■ **SET TASK 1**:
Output the passage on Joseph Alsop word for word, starting at "Alsop's journalistic standing" and ending at "the twentieth century.".

Alsop's journalistic standing was compromised seriously by his intractable position on Vietnam—"the hinge," as David Marsh observed, "on which Alsop's reputation swung." Still, over the course of his full career, Alsop's accomplishments were impressive. In particular, as is pointed out in his Los Angeles Times obituary, "he helped to invent the political column in its modern form." He did so by conscientious "foot-leather" journalism; skillful writing; and, as another reminiscence observes, "standards of independence and courage that set him apart" from his peers (New Republic). One suspects, then, with the perspective purchased by time, that Alsop will find his place among the leading journalists of the twentieth century.

Alsop's papers are in the Library of Congress, and the Special Collections Library at Boston University holds the papers of his brother, Stewart Alsop. Joseph Alsop and Adam Platt, I've Seen the Best of It: Memoirs (1992), presents Alsop's account of his life and career. Revealingly, the book closes with the assassination of President Kennedy. Joseph and Stewart Alsop, The Reporter's Trade (1958), is a collection of Alsop's views on journalism and reprints of his articles from the previous twelve years. Biographical information is in Leann Grabavoy Almquist, Joseph Alsop and American Foreign Policy: Journalist as Advocate (1993), and Edwin Yoder, Joe Alsop's Cold War: A Study of Journalistic Influence and Intrigue (1995). Robert W. Merry, Taking on the World: Joseph and Stewart Alsop—Guardians of the Twentieth Century (1996), is a dual biography of the brothers. Obituaries are in the Washington Post, New York Times, Chicago Tribune, and Los Angeles Times (all 29 Aug. 1989); the Boston Globe and Daily Telegraph (London) (both 30 Aug. 1989); and the New Republic (18 Sept. 1989).

■ **MATERIAL FOR THIS TASK**:
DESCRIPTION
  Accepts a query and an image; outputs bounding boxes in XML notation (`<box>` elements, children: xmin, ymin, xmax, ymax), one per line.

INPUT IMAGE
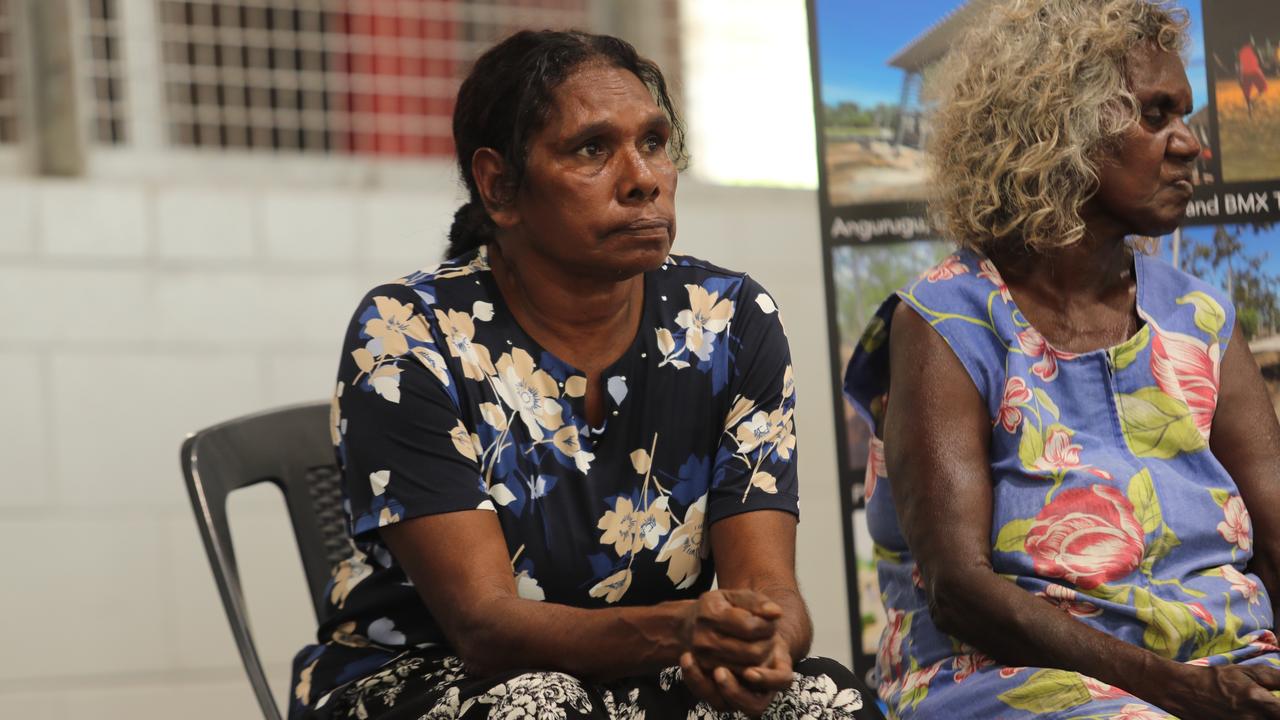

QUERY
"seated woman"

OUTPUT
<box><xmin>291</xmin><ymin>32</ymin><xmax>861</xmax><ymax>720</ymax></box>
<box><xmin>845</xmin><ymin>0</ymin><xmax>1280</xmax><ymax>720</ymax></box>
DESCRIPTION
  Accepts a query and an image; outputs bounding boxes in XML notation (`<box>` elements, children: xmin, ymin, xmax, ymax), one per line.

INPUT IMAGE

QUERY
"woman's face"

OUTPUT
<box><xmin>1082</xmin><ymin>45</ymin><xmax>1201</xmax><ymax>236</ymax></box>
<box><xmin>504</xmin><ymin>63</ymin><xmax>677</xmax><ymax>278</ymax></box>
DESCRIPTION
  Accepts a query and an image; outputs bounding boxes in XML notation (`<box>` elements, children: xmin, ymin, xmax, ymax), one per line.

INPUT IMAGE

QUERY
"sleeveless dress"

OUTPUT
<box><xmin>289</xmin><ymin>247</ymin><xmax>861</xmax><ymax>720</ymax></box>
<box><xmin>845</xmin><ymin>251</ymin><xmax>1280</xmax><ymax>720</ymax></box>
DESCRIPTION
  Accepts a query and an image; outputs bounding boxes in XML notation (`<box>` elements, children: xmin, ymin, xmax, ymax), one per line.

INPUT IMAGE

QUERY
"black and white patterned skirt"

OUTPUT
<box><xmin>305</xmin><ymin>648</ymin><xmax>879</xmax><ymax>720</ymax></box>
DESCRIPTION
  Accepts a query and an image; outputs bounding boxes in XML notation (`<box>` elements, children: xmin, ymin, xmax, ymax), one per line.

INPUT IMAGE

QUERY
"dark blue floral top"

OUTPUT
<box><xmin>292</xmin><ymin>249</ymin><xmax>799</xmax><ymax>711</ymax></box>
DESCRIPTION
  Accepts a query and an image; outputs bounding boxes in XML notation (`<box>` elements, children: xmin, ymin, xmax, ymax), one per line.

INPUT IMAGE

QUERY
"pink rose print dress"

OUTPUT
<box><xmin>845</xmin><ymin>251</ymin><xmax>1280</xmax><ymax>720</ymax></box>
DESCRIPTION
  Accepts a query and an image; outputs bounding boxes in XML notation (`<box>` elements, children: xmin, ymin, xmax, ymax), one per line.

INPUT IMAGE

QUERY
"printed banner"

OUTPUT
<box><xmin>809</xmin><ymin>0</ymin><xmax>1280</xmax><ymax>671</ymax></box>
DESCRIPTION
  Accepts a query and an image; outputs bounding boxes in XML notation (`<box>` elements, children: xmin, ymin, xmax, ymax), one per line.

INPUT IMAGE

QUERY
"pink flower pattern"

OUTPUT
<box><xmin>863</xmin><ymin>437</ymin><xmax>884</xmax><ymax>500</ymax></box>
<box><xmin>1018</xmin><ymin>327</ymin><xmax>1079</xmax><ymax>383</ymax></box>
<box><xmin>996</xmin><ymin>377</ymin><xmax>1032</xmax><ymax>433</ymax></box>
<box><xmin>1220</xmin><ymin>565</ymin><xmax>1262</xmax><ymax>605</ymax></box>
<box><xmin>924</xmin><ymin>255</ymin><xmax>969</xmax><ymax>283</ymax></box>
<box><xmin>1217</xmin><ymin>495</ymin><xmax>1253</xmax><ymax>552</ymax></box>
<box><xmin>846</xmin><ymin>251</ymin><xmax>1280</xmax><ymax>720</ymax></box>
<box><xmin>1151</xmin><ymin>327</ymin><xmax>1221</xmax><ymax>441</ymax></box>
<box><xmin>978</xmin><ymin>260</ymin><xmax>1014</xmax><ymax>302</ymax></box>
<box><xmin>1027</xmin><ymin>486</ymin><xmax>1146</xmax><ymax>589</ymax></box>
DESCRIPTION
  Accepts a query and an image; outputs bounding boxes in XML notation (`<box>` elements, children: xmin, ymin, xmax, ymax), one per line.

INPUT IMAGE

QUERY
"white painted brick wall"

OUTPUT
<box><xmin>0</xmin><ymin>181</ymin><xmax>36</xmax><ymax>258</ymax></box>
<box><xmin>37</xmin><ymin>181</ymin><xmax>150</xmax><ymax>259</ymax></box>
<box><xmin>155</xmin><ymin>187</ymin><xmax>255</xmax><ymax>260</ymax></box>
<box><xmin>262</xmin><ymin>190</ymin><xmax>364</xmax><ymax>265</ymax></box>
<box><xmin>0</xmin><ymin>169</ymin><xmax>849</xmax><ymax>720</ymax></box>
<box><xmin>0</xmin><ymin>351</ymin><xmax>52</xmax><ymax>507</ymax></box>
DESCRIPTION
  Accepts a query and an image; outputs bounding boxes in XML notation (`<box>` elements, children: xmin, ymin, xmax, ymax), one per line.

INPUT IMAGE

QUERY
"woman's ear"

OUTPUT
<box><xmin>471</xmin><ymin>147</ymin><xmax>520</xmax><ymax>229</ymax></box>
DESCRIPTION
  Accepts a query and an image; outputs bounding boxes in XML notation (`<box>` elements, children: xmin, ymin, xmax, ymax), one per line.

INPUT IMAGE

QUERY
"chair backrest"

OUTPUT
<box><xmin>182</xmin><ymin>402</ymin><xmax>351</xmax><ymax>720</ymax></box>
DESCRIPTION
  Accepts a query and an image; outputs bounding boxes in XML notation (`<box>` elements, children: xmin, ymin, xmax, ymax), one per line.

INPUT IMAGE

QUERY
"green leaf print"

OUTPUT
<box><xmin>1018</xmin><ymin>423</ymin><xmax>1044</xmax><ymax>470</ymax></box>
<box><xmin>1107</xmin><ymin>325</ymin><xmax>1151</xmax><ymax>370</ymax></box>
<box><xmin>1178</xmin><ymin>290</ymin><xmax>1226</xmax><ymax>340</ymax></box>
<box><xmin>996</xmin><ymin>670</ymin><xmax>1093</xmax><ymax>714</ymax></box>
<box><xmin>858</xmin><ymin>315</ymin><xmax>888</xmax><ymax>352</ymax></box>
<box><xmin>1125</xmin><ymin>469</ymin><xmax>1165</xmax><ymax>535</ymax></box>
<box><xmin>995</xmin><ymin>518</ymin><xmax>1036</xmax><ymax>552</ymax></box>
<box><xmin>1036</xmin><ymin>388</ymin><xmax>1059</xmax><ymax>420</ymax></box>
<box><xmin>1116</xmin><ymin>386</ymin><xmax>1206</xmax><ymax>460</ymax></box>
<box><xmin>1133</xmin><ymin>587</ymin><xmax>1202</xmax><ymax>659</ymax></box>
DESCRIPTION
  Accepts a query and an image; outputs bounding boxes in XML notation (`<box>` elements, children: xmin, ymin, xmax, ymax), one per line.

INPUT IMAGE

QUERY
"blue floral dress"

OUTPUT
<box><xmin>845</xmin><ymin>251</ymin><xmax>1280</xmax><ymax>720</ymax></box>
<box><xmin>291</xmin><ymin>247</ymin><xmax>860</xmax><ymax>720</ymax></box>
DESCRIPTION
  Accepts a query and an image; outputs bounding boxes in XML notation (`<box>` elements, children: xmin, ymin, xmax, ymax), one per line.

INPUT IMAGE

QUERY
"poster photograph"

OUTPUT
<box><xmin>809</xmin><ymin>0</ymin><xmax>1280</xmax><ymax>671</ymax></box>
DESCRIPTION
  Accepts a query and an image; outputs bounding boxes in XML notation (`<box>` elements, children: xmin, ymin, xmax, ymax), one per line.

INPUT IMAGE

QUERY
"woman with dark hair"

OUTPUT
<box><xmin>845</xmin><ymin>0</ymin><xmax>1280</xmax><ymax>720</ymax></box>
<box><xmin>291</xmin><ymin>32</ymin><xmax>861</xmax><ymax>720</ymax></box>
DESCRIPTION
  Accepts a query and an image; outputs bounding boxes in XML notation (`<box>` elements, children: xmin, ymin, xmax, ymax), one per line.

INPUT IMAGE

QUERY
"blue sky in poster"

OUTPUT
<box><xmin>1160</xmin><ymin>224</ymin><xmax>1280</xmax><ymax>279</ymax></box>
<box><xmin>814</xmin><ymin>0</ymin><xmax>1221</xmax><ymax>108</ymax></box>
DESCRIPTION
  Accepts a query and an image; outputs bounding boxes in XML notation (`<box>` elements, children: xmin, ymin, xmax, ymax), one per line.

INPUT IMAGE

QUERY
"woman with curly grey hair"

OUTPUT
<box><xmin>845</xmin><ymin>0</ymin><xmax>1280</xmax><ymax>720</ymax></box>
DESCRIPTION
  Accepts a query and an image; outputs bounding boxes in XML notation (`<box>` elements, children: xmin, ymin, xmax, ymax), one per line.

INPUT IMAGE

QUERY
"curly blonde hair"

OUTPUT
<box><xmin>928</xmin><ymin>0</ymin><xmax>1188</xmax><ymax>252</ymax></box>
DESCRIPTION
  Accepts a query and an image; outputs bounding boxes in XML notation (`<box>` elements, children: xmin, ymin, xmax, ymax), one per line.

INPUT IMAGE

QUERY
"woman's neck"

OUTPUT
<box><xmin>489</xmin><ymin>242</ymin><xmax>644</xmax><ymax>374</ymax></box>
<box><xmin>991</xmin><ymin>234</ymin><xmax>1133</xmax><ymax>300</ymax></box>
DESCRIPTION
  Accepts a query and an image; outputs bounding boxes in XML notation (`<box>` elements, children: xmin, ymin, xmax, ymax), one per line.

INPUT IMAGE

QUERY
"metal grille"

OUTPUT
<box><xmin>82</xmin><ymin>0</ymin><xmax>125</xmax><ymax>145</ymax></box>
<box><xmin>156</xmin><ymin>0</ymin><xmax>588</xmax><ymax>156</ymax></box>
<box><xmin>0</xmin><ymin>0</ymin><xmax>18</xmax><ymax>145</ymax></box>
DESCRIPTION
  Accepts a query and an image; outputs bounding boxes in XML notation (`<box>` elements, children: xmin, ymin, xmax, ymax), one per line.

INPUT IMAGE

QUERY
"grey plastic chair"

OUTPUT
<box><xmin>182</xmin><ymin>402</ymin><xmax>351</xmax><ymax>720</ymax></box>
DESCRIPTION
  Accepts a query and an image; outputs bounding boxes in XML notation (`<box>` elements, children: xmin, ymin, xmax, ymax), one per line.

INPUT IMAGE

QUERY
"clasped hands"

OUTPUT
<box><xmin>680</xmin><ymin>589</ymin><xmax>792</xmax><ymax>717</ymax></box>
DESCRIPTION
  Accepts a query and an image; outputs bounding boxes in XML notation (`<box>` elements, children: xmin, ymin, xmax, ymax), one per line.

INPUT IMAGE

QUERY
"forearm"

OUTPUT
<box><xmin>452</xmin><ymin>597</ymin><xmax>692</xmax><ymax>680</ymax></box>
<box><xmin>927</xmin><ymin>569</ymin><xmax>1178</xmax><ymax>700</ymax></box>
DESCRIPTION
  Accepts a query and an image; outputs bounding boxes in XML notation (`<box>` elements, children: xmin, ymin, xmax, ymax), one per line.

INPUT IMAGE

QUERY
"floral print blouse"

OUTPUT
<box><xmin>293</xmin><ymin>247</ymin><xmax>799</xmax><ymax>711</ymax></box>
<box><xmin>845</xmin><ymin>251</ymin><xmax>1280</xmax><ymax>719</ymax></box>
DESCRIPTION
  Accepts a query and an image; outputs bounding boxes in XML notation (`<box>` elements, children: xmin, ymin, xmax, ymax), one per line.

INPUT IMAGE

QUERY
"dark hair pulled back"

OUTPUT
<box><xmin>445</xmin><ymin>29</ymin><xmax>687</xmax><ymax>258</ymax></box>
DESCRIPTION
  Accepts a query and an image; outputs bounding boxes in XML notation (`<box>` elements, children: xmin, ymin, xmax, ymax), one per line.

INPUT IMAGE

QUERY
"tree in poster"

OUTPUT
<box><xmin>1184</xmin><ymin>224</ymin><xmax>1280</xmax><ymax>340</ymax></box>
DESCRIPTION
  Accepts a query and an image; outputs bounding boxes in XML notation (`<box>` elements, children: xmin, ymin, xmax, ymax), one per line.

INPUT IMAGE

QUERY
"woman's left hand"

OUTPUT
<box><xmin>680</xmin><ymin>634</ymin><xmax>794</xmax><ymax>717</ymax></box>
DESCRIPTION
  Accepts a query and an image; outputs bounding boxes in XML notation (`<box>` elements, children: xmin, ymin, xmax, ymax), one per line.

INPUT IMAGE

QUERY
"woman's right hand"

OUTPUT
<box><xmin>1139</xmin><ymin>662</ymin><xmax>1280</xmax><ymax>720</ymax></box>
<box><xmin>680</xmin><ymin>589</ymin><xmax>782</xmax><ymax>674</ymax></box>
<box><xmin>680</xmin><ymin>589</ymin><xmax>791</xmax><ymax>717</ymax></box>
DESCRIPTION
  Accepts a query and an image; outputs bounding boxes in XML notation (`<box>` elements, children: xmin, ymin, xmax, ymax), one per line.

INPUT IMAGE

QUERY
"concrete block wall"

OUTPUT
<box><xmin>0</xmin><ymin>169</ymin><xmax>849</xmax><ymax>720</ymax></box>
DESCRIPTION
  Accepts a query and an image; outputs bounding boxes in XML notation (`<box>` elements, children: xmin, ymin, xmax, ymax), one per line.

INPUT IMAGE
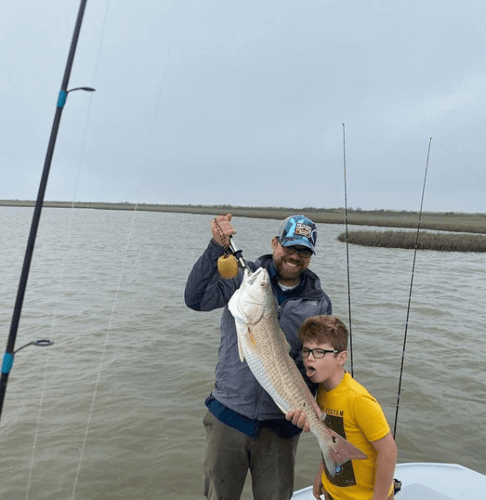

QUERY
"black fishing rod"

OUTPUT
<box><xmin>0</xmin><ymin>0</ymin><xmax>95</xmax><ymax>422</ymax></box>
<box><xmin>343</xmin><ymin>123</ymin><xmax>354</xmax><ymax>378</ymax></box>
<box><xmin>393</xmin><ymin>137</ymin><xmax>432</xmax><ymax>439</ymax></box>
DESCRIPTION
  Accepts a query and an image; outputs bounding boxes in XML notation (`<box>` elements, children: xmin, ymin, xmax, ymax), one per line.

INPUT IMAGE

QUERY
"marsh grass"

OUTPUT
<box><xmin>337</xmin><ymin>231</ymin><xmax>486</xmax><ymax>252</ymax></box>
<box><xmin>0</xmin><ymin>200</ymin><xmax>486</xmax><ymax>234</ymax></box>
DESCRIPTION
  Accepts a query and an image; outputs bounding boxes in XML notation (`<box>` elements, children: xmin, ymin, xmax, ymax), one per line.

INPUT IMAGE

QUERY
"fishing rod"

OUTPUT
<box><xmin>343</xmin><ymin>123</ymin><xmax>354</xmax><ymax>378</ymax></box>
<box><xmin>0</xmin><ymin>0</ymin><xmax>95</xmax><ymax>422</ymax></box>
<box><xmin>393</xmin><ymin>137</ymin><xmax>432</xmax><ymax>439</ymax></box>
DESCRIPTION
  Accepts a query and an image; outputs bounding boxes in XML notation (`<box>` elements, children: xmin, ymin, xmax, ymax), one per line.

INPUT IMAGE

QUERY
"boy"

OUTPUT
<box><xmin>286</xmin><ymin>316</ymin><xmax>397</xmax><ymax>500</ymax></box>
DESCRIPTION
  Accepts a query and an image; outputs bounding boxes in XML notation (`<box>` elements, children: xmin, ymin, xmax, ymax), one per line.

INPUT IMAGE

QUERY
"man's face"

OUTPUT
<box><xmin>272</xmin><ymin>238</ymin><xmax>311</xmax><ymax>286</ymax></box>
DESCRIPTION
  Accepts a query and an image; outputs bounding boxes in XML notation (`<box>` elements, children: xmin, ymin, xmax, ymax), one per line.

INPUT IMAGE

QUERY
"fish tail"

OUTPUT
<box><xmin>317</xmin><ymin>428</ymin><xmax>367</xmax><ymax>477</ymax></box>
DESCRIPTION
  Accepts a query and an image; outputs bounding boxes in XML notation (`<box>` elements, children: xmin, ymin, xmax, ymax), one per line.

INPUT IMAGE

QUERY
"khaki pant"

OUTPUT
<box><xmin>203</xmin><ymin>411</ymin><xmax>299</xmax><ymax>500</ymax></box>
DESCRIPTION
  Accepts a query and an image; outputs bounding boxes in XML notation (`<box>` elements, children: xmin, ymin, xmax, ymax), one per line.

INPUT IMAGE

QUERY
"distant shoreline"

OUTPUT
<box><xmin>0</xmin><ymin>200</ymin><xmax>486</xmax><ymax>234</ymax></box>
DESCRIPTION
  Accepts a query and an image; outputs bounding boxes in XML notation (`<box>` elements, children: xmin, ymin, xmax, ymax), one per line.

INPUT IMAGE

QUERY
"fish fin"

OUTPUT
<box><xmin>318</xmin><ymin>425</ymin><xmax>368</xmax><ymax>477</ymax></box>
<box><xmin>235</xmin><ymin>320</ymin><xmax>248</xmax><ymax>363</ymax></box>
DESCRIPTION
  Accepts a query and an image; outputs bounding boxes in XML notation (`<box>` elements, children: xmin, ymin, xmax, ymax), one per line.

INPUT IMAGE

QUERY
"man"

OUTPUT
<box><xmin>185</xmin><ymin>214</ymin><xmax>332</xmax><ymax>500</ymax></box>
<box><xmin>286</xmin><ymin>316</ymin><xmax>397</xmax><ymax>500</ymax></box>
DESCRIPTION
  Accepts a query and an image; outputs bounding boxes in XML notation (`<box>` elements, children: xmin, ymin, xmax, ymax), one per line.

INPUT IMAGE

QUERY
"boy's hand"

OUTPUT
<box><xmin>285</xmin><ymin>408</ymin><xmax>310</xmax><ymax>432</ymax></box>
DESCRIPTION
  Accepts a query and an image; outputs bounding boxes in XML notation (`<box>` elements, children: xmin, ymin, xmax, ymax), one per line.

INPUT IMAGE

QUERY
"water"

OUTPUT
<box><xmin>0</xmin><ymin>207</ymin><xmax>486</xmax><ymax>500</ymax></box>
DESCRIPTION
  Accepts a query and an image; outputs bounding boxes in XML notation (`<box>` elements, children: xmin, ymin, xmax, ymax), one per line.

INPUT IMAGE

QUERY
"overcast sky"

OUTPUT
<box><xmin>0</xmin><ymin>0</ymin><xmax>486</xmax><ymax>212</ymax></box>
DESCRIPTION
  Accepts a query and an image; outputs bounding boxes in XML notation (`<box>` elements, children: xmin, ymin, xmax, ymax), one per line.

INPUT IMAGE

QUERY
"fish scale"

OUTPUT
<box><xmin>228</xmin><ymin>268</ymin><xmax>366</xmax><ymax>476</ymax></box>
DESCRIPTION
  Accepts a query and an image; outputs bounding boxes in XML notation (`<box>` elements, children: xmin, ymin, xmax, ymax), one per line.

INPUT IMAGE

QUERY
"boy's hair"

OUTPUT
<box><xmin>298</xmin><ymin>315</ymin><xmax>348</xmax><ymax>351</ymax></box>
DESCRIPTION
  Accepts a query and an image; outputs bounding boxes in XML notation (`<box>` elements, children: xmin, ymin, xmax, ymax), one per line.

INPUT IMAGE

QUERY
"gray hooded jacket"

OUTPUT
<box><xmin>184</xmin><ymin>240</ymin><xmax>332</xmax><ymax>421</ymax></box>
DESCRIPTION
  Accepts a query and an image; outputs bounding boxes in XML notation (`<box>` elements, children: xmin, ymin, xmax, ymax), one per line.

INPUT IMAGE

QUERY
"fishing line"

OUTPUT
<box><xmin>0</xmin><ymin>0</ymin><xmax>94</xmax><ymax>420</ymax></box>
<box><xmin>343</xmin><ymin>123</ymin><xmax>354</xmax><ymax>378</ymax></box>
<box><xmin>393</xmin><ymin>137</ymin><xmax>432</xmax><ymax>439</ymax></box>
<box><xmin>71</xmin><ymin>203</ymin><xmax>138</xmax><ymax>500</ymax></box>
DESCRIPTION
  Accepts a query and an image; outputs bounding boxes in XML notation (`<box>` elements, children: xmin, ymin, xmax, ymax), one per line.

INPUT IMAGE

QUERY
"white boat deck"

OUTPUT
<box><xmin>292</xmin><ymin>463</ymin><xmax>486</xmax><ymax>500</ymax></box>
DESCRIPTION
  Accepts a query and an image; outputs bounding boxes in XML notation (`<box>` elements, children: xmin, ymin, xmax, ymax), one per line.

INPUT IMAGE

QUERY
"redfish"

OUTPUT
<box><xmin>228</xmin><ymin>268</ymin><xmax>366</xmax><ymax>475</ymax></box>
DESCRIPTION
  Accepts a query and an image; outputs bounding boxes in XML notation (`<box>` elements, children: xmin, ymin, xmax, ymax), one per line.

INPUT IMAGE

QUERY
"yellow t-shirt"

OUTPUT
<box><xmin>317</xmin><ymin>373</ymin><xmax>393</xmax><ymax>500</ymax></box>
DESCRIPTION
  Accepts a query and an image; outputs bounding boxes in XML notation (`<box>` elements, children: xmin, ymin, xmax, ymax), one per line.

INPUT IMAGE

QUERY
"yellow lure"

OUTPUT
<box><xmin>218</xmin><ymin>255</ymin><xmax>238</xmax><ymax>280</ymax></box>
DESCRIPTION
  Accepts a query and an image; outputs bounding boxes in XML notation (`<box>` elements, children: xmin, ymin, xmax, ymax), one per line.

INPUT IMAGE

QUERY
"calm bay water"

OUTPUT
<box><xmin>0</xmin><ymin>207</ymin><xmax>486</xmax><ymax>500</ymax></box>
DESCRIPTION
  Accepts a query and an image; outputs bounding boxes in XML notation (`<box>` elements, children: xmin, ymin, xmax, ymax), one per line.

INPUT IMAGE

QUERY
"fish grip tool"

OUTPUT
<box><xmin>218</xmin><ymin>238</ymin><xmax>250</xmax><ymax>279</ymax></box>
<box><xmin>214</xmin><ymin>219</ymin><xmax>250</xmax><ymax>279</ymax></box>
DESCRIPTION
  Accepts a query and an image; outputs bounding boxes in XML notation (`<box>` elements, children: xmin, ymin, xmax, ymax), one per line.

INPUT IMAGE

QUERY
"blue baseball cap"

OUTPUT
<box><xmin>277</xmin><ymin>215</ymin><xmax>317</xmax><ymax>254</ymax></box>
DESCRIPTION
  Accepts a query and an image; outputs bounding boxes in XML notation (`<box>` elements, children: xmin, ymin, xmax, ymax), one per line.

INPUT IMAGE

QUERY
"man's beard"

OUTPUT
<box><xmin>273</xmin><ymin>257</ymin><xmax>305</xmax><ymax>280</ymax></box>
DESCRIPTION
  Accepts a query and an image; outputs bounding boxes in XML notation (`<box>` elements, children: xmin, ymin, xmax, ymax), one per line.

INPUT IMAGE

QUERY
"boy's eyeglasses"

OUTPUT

■ **SET TASK 2**:
Tally the lines in the entries above that contain the string "blue", and give only the number.

■ **RESPONSE 1**:
Alsop's journalistic standing was compromised seriously by his intractable position on Vietnam—"the hinge," as David Marsh observed, "on which Alsop's reputation swung." Still, over the course of his full career, Alsop's accomplishments were impressive. In particular, as is pointed out in his Los Angeles Times obituary, "he helped to invent the political column in its modern form." He did so by conscientious "foot-leather" journalism; skillful writing; and, as another reminiscence observes, "standards of independence and courage that set him apart" from his peers (New Republic). One suspects, then, with the perspective purchased by time, that Alsop will find his place among the leading journalists of the twentieth century.

■ **RESPONSE 2**:
4